SOURCE:
--- start ---
Then just run flowctl raw <spec|capture|..> like usual, and it should run your built connector!

Encrypting test credentials

In order to support rapid connector development, we would like to include encrypted credentials alongside each connector wherever feasible. This allows both easily automated testing, as well as allowing other people to quickly run all connectors that have credentials. Fortunately, Flow has built-in support for encrypted credentials through the use of sops.

Instead of defining connector configuration in test.flow.yaml, the config field can also take a filename containing an optionally sops-encrypted file. To create one from scratch:

  1. Create a new connector_config.yaml
client_id: exctatic_emu@service-accounts.estuary.dev
client_secret_sops: super_secret_password

Note: the _sops suffix for encrypted field is convention here. Whatever you pick for the encrypted suffix, Flow will strip that suffix out of the decrypted config object to provide to the connector.

  1. Run sops and overwrite the file you just created with the encrypted version:
$ sops --encrypt --input-type yaml --output-type yaml --gcp-kms projects/helpful-kingdom-273219/locations/us-central1/keyRings/dev/cryptoKeys/CI-estuary-flow --encrypted-suffix _sops path/to/connector_config.yaml
client_id: exctatic_emu@service-accounts.estuary.dev
client_secret_sops: ENC[AES256_GCM,data:c3BEsuHJLjIt7+G1hwb6x29BU7CK,iv:6LfUthR8c5DFTmucFC5NnMiOGal7v+PYixadovIm2gw=,tag:uHtTuPXLxEi4HLunVeLjkQ==,type:str]
sops:
  kms: []
  gcp_kms:
      - resource_id: projects/helpful-kingdom-273219/locations/us-central1/keyRings/dev/cryptoKeys/CI-estuary-flow
        created_at: "2023-11-06T22:16:37Z"
--- end ---
ENTRIES SHOWN:
--- start ---
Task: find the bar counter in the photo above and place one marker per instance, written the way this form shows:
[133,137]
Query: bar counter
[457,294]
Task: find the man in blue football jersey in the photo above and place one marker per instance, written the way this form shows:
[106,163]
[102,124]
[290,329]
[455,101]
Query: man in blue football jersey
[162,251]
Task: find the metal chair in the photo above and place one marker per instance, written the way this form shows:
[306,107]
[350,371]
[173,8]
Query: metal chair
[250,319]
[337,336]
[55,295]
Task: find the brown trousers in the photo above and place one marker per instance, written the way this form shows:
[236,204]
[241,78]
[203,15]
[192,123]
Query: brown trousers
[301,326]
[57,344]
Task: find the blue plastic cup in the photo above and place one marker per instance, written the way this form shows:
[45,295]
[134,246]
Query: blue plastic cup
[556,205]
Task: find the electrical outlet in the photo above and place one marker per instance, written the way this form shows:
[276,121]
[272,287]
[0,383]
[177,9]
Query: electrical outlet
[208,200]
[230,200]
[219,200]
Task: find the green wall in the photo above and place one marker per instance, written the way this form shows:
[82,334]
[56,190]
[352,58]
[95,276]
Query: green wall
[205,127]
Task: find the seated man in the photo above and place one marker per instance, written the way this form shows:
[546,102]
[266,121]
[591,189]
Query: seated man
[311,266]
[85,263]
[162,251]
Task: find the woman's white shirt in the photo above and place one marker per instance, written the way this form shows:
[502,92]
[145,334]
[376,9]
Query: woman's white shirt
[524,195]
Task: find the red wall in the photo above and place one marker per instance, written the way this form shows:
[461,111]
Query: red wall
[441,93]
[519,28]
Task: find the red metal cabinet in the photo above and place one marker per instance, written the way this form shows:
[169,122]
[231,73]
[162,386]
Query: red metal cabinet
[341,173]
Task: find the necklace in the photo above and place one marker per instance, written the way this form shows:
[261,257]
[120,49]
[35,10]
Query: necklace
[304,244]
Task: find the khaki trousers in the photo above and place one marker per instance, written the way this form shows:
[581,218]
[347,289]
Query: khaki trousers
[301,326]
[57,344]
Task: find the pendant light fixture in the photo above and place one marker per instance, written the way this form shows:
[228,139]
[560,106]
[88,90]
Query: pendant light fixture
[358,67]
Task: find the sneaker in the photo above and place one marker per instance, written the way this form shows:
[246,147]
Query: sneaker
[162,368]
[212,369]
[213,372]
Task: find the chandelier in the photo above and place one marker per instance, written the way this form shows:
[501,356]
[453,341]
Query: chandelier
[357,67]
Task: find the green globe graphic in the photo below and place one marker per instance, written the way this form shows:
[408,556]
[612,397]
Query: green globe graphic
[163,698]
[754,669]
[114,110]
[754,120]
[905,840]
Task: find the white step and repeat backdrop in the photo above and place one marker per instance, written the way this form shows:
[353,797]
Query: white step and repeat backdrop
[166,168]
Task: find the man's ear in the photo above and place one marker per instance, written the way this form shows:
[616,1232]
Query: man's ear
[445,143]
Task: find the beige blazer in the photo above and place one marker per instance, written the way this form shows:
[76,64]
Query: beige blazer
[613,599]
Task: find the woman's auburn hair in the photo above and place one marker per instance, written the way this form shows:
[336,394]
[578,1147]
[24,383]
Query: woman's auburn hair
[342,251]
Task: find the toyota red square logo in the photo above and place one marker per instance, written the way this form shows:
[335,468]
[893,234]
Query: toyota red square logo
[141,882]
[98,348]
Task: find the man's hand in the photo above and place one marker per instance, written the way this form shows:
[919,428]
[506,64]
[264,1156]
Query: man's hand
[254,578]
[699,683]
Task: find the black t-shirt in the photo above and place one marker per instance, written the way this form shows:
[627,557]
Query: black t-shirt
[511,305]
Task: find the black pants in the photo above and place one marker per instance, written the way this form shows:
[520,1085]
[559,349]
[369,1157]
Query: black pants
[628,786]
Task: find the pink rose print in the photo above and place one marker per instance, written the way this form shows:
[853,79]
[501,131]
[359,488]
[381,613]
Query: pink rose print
--- end ---
REQUIRED ACTIONS:
1. List every command-line flag that appears in the sops command in the text on encrypting connector test credentials.
2. Extend the text on encrypting connector test credentials, picking up right after its final line.

ANSWERS BELOW:
1.
--encrypt
--input-type
--output-type
--gcp-kms
--encrypted-suffix

2.
        enc: CiQAW8BC2JnhfMjWVLeRYPPQgnzBVM2MtLMlh/84pcfCRbQExBcSSQBgR/fKuXztEtnXLcNceSt9XGDi0A/9nqYQrFFqTD5d0R2HEATmH4Fyqg/Gn5/sYAdDegI0g3hHYZd91rJir0TaljFQ2YRAnYw=
  azure_kv: []
  hc_vault: []
  age: []
  lastmodified: "2023-11-06T22:16:37Z"
  mac: ENC[AES256_GCM,data:LzU+fTji6MHPFjXMNqnQAizwL3jBCvt9zltFz291u81ocIMSkdFiff+KRoTHz8kYvdoBVfJt8CesdCOqGiTgLKmea7teKiJuK5bBEOuzEY4lfC1fRYVkX+Dw6t1Mx5CvlLlS3ioisVtPG53eAGMcZDhZ7iJt7nm7qvo3Tkq7pSU=,iv:1OI2BJIyxo8DNnJmGn4lqU8TlFcdG9R9GhognGyyNY8=,tag:fPjklOLlS7OzDFszFK75hg==,type:str]
  pgp: []
  encrypted_suffix: _sops
  version: 3.7.3
  1. From here on, you must use sops to edit this encrypted file. Even if you only change an unencrypted field, the mac will no longer be valid and the file will fail to decrypt. To edit the file using your terminal's built-in editor, simply run sops path/to/connector_config.yaml, make changes, save, and sops will re-encrypt the file for you.

Adding your connector to CI

Once you have tested your connector locally including building/running a local image, you will want to configure CI to automatically build/release changes to the connector automatically.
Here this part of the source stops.